WHAT IS BEING ASKED
Rewrite the material below with every occurrence of "rough mask" changed to "coarse mask" and all other text kept the same.

RECORDS FOR PROCESSING
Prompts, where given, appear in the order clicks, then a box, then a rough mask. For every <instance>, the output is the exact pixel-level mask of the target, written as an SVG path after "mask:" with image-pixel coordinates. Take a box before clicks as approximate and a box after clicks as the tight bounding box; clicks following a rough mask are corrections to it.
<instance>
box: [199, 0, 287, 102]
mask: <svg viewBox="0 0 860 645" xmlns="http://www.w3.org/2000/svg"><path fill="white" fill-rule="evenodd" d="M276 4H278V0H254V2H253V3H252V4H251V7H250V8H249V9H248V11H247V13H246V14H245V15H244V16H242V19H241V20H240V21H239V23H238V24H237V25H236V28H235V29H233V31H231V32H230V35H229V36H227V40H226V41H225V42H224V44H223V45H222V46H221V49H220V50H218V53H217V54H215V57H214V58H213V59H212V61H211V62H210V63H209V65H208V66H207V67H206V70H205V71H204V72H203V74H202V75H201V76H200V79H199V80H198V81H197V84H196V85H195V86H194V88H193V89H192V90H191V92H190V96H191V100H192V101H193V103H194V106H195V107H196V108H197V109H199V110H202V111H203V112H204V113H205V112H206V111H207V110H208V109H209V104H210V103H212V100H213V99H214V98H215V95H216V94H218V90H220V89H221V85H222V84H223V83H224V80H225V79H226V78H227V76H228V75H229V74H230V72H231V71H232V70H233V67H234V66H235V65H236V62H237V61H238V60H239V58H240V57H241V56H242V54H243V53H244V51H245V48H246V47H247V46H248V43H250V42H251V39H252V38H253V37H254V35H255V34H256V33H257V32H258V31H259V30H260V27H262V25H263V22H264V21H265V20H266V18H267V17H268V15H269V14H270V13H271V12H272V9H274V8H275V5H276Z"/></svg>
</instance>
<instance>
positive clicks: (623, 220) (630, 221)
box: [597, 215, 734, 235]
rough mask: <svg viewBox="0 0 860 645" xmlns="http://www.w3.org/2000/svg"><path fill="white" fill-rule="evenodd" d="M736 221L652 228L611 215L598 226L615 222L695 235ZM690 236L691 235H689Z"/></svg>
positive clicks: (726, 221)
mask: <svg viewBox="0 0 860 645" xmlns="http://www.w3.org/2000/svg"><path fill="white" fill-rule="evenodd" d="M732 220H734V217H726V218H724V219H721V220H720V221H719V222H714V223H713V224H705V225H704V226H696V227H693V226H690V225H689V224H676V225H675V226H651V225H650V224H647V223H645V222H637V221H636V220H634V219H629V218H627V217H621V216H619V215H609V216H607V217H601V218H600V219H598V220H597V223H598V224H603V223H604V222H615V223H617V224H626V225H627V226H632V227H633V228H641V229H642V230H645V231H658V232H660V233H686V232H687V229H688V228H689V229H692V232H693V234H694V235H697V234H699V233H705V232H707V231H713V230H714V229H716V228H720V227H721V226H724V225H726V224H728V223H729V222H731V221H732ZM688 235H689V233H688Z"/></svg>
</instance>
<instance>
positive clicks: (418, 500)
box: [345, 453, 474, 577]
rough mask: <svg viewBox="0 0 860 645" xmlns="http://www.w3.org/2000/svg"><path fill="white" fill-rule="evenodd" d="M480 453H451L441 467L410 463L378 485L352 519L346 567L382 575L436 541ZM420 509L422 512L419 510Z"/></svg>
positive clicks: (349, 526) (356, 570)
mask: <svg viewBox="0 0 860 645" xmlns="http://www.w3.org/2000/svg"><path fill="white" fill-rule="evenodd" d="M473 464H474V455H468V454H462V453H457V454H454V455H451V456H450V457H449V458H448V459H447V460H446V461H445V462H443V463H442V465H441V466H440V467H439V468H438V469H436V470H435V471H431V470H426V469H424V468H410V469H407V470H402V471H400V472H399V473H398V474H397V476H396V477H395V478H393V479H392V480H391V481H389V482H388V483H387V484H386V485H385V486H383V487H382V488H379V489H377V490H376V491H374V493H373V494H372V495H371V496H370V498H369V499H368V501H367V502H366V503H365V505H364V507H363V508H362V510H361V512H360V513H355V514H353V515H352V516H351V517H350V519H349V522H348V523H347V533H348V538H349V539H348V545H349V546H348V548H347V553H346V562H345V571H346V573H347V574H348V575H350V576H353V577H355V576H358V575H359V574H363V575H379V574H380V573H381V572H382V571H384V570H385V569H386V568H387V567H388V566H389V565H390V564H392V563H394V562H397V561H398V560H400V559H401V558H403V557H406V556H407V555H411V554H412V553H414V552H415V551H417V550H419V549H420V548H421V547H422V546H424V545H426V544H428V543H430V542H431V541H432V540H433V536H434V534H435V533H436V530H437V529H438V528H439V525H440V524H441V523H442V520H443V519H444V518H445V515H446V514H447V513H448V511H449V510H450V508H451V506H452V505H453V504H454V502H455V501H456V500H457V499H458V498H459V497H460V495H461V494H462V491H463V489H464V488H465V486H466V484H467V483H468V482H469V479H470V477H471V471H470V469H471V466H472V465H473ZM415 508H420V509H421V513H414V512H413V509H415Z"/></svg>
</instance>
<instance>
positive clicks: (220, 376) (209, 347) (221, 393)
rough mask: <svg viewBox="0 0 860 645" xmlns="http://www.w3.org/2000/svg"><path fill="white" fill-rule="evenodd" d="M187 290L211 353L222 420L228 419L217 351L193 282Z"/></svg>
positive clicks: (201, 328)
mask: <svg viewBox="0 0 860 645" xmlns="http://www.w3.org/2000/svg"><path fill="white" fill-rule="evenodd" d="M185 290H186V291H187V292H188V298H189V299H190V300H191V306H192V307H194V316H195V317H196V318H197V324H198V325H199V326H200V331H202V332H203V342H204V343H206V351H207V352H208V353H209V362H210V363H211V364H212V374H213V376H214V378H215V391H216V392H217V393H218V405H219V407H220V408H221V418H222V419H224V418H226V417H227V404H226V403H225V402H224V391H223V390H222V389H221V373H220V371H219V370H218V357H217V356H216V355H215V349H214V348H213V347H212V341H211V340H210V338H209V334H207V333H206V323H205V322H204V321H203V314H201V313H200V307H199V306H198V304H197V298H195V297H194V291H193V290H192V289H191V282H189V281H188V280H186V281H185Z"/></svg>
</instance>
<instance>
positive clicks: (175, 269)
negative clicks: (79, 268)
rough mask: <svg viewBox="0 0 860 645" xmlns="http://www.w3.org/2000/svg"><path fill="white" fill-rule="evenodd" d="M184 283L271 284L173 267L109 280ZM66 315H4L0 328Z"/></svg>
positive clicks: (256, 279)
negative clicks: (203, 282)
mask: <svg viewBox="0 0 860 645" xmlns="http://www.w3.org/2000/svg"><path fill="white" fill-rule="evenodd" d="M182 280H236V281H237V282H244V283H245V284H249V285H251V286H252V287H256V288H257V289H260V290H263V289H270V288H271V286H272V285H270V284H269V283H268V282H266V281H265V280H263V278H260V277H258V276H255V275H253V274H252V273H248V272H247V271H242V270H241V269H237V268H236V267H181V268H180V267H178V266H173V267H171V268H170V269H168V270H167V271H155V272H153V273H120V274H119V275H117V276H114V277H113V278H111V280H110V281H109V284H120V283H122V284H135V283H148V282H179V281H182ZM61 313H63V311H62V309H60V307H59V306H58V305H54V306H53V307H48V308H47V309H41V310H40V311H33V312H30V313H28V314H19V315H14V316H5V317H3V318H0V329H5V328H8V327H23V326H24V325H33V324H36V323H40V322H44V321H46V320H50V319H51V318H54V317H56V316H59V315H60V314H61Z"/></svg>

EXERCISE SOLUTION
Prompts, where given, appear in the order clicks, then a box, then a coarse mask. For every <instance>, the output is the exact pixel-level mask of the target, written as an SVG path after "mask:" with image-pixel coordinates. Take a box before clicks as approximate and a box after clicks as the tight bounding box; clicks following a coarse mask are corrections to it.
<instance>
box: [199, 0, 287, 102]
mask: <svg viewBox="0 0 860 645" xmlns="http://www.w3.org/2000/svg"><path fill="white" fill-rule="evenodd" d="M276 4H278V0H254V2H253V3H252V4H251V7H250V8H249V9H248V11H247V13H246V14H245V15H244V16H242V19H241V20H240V21H239V23H238V24H237V25H236V28H235V29H233V31H231V32H230V35H229V36H227V40H226V41H225V42H224V44H223V45H222V46H221V49H220V50H218V53H217V54H215V57H214V58H213V59H212V61H211V62H210V63H209V65H208V66H207V67H206V70H205V71H204V72H203V74H202V75H201V76H200V79H199V80H198V81H197V84H196V85H195V86H194V88H193V89H192V90H191V92H190V96H191V100H192V101H193V103H194V106H195V107H196V108H197V109H199V110H202V111H203V112H204V113H205V112H206V111H207V110H208V109H209V104H210V103H212V100H213V99H214V98H215V95H216V94H218V90H220V89H221V85H222V84H223V83H224V80H225V79H226V78H227V76H228V75H229V74H230V72H231V71H232V70H233V67H234V66H235V65H236V62H237V61H238V60H239V58H240V57H241V56H242V54H243V53H244V51H245V48H246V47H247V46H248V43H250V42H251V39H252V38H253V37H254V35H255V34H256V33H257V32H258V31H259V30H260V27H262V25H263V22H264V21H265V20H266V18H267V17H268V15H269V14H270V13H271V12H272V9H274V8H275V5H276Z"/></svg>
</instance>
<instance>
positive clicks: (623, 220) (630, 221)
box: [597, 215, 734, 235]
coarse mask: <svg viewBox="0 0 860 645" xmlns="http://www.w3.org/2000/svg"><path fill="white" fill-rule="evenodd" d="M736 221L652 228L611 215L598 226L615 222L695 235ZM690 236L691 235H689Z"/></svg>
positive clicks: (726, 221)
mask: <svg viewBox="0 0 860 645" xmlns="http://www.w3.org/2000/svg"><path fill="white" fill-rule="evenodd" d="M732 220H734V217H726V218H724V219H721V220H720V221H719V222H714V223H713V224H705V225H704V226H696V227H693V226H690V225H689V224H676V225H675V226H651V225H650V224H647V223H645V222H637V221H636V220H634V219H629V218H627V217H621V216H619V215H609V216H607V217H601V218H600V219H598V220H597V223H598V224H603V223H604V222H615V223H617V224H626V225H627V226H632V227H633V228H641V229H642V230H645V231H658V232H660V233H686V232H687V229H688V228H689V229H692V232H693V234H694V235H697V234H699V233H705V232H707V231H713V230H714V229H716V228H720V227H721V226H724V225H726V224H728V223H729V222H731V221H732ZM688 235H689V233H688Z"/></svg>
</instance>
<instance>
positive clicks: (418, 500)
box: [345, 453, 474, 577]
coarse mask: <svg viewBox="0 0 860 645" xmlns="http://www.w3.org/2000/svg"><path fill="white" fill-rule="evenodd" d="M480 453H451L441 467L410 463L378 485L352 519L346 567L382 575L436 541ZM420 509L422 512L419 510Z"/></svg>
positive clicks: (349, 526) (356, 570)
mask: <svg viewBox="0 0 860 645" xmlns="http://www.w3.org/2000/svg"><path fill="white" fill-rule="evenodd" d="M473 464H474V455H468V454H462V453H457V454H454V455H451V456H450V457H449V458H448V459H447V460H446V461H445V462H443V463H442V465H441V466H440V467H439V468H438V469H436V470H435V471H431V470H426V469H424V468H410V469H407V470H402V471H400V472H399V473H398V474H397V476H396V477H395V478H393V479H392V480H391V481H389V482H388V483H387V484H386V485H385V486H383V487H382V488H379V489H377V490H376V491H374V493H373V494H372V495H371V496H370V498H369V499H368V501H367V502H366V503H365V505H364V507H363V508H362V510H361V512H360V513H355V514H353V515H352V516H351V517H350V519H349V522H348V523H347V533H348V538H349V539H348V545H349V546H348V548H347V553H346V562H345V571H346V573H347V574H348V575H350V576H353V577H355V576H358V575H359V574H363V575H379V574H380V573H381V572H382V571H384V570H385V569H386V568H387V567H388V566H389V565H390V564H392V563H394V562H397V561H398V560H400V559H401V558H403V557H406V556H407V555H411V554H412V553H414V552H415V551H417V550H419V549H420V548H421V547H422V546H424V545H426V544H428V543H430V542H431V541H432V540H433V536H434V534H435V533H436V530H437V529H438V528H439V525H440V524H441V523H442V520H443V519H444V518H445V515H446V514H447V513H448V511H449V510H450V508H451V506H452V505H453V504H454V502H455V501H456V500H457V499H458V498H459V497H460V495H461V494H462V491H463V489H464V488H465V486H466V484H467V483H468V482H469V479H470V477H471V471H470V469H471V466H472V465H473ZM415 508H420V509H421V513H414V512H413V509H415Z"/></svg>
</instance>
<instance>
positive clicks: (220, 376) (209, 347) (221, 393)
coarse mask: <svg viewBox="0 0 860 645" xmlns="http://www.w3.org/2000/svg"><path fill="white" fill-rule="evenodd" d="M187 290L211 353L222 420L228 419L217 351L193 282Z"/></svg>
positive clicks: (201, 328)
mask: <svg viewBox="0 0 860 645" xmlns="http://www.w3.org/2000/svg"><path fill="white" fill-rule="evenodd" d="M185 290H186V291H187V292H188V298H189V299H190V300H191V306H192V307H194V316H195V317H196V318H197V324H198V325H199V326H200V331H202V332H203V342H204V343H206V351H207V352H208V353H209V362H210V363H211V364H212V374H213V376H214V378H215V391H216V392H217V393H218V405H219V407H220V408H221V418H222V419H224V418H226V417H227V404H226V403H225V402H224V391H223V390H222V389H221V373H220V371H219V370H218V357H217V356H216V355H215V349H214V348H213V347H212V341H211V340H210V338H209V334H207V333H206V323H205V322H204V321H203V314H201V313H200V307H199V306H198V304H197V298H195V297H194V291H193V290H192V289H191V282H189V281H188V280H186V281H185Z"/></svg>
</instance>
<instance>
positive clicks: (175, 269)
negative clicks: (79, 268)
coarse mask: <svg viewBox="0 0 860 645" xmlns="http://www.w3.org/2000/svg"><path fill="white" fill-rule="evenodd" d="M184 283L271 284L173 267L109 280ZM66 315H4L0 328Z"/></svg>
positive clicks: (256, 279)
negative clicks: (203, 282)
mask: <svg viewBox="0 0 860 645" xmlns="http://www.w3.org/2000/svg"><path fill="white" fill-rule="evenodd" d="M182 280H236V281H237V282H244V283H245V284H249V285H251V286H252V287H256V288H257V289H260V290H263V289H270V288H271V286H272V285H270V284H269V283H268V282H266V281H265V280H263V278H260V277H258V276H255V275H253V274H252V273H248V272H247V271H242V270H241V269H237V268H236V267H181V268H180V267H178V266H173V267H171V268H170V269H168V270H167V271H155V272H153V273H120V274H119V275H117V276H114V277H113V278H111V280H110V281H109V284H120V283H122V284H135V283H148V282H179V281H182ZM61 313H63V311H62V309H60V307H59V306H58V305H54V306H53V307H48V308H47V309H41V310H40V311H33V312H30V313H28V314H19V315H14V316H5V317H3V318H0V329H5V328H8V327H23V326H24V325H33V324H36V323H40V322H44V321H46V320H50V319H51V318H54V317H56V316H59V315H60V314H61Z"/></svg>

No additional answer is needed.